# START OF Excerpt
Infrastructure Requirements
- One region (not necessarily the 'Admin Region') can be designated a 'Central Region' in order to host the development and deployment infrastructure (dev/test environments, CI/CD tooling, etc.)
- Using companies shall be able to install and configure development + deployment infrastructure to a regional instance for development, acceptance test, and CI/CD activities.
- Deployment infrastructure accommodates setup of the OSDU deployment instances (platform services, identity provider, data platform, search capabilities, etc.) It also must accommodate deployment of applications and services from the OSDU marketplace as well as Using Company proprietary works. All regional deployments are homogeneous and the deployment infrastructure accommodates making new regional deployments appear similar to pre-existing deployments.
- Using companies shall be able to setup and configure connectivity between an OSDU instance and Operator's on-premise data center(s)
- Each OSDU deployment must allow connections to/from a co-hosted 'Transit VPC' which facilitates data connections between on-premise / in-country installations and OSDU
Data Platform Requirements
- Replication of data and services are always subject to administratively-defined replication policies.
- Replication policies are persisted and distributed as master reference data in the OSDU Data Platform.
- Global access to metadata and underlying data records is governed by the entitlements’ policies / rules from the OSDU Data Platform.
- All metadata is replicated across all nodes; at every node access to all metadata for that multi- region OSDU implementation. Single-cloud provider within an OSDU Using Company (i.e., replicating metadata between multiple cloud provider solutions is out of scope for R3).
# END OF Excerpt
Rewrite the OSDU requirements excerpt from "Infrastructure Requirements" down to "and CI/CD activities.", replacing "Central Region" with "Hub Region".
# START OF Information provided
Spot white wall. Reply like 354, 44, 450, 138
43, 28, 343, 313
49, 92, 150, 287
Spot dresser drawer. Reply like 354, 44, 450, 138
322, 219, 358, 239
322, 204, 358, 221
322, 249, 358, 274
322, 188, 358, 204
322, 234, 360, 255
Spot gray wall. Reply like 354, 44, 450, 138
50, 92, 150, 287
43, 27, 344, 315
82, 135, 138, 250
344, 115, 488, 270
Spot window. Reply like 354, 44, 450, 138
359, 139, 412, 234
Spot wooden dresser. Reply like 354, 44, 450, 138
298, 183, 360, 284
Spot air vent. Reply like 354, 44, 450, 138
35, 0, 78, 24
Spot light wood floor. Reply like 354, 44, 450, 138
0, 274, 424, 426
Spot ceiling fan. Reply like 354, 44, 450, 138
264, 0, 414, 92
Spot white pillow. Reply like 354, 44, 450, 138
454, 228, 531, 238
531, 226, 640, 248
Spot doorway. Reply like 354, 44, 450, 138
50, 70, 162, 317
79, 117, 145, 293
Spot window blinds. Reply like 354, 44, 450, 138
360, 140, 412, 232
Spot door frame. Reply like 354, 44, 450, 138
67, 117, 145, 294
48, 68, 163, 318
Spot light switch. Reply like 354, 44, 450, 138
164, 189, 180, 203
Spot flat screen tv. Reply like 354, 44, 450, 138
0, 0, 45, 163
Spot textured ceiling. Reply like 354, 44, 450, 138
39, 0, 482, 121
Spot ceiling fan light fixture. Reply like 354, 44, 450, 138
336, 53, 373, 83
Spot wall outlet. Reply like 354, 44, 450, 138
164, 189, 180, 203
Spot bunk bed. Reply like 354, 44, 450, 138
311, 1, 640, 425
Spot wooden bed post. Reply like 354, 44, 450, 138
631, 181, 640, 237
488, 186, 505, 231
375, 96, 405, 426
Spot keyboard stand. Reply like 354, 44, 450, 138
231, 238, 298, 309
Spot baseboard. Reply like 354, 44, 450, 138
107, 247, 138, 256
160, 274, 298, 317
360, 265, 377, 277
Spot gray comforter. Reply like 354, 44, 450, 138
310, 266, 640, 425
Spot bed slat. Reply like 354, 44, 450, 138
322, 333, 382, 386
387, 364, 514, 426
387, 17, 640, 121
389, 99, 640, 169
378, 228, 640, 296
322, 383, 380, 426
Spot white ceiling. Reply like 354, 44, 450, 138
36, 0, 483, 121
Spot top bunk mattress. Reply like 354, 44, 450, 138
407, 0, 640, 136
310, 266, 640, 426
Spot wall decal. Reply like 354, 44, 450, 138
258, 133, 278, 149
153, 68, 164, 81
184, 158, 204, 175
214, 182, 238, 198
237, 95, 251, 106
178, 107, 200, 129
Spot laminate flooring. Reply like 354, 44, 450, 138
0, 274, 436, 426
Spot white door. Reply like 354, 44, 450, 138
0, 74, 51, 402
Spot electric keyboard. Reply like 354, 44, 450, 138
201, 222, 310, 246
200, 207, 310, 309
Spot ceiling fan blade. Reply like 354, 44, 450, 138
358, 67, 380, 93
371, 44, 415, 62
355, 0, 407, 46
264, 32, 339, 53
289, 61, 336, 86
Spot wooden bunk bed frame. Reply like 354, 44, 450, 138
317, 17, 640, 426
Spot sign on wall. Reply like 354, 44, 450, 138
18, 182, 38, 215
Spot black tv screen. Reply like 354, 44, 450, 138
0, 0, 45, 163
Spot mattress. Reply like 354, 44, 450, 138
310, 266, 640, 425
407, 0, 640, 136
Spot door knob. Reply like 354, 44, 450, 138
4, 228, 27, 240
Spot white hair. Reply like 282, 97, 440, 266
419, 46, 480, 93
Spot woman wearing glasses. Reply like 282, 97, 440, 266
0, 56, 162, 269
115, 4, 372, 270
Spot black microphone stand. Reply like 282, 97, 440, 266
# END OF Information provided
§ The result:
Infrastructure Requirements
- One region (not necessarily the 'Admin Region') can be designated a 'Hub Region' in order to host the development and deployment infrastructure (dev/test environments, CI/CD tooling, etc.)
- Using companies shall be able to install and configure development + deployment infrastructure to a regional instance for development, acceptance test, and CI/CD activities.